What to do ::
Take the line with "Practice step: locate the red" as the first line and the last line of the data as the final one. Write out those lines exactly, and no others.
Top of Given information
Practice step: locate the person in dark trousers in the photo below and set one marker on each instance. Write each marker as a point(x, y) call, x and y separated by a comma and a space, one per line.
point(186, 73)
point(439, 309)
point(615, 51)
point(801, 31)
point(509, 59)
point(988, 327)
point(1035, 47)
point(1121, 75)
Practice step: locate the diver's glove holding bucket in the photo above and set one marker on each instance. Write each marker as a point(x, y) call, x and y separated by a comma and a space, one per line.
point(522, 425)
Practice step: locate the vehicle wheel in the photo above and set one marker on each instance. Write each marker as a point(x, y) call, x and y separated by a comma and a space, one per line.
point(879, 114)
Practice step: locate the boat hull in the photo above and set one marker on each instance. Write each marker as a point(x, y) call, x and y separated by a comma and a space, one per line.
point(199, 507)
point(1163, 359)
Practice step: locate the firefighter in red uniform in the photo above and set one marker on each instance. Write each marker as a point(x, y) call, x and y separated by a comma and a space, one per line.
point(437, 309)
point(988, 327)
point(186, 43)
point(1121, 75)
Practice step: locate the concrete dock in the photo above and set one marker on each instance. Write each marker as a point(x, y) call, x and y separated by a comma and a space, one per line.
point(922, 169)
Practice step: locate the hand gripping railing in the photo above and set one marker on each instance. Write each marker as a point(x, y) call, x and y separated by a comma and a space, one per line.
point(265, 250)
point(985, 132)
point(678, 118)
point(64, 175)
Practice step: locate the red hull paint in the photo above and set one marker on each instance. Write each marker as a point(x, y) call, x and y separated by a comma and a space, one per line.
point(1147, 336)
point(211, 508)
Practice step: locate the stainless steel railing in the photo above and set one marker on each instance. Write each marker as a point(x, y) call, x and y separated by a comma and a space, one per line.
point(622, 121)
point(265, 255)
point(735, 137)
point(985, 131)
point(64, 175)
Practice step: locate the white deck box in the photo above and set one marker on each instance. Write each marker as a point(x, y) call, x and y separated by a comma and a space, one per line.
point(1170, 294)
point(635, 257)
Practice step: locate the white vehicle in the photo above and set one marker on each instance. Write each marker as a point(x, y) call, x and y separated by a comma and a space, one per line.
Bottom of Given information
Output ::
Practice step: locate the red hull paint in the photo above and set one marker on each instance. Write each marker as a point(x, y) call, x and y separated by a comma and a space, one per line.
point(1147, 336)
point(211, 508)
Practice step: locate the stainless steel railing in the photo above and set one marker on each instance. Write each marker as a point(x, y) call, x and y separated by a comma and a space, one per line.
point(622, 121)
point(265, 255)
point(735, 137)
point(985, 131)
point(64, 175)
Practice step: locate the white deck box in the photo above and set one marker on each instance. Write each marker as a point(x, y) call, x and y separated by a comma and a space, one per line.
point(1170, 294)
point(635, 257)
Practice step: locate the white vehicle in the photo above and set one marker on each instance. Write each marker as a point(x, y) call, x and y separated by a comma and a space, one per line.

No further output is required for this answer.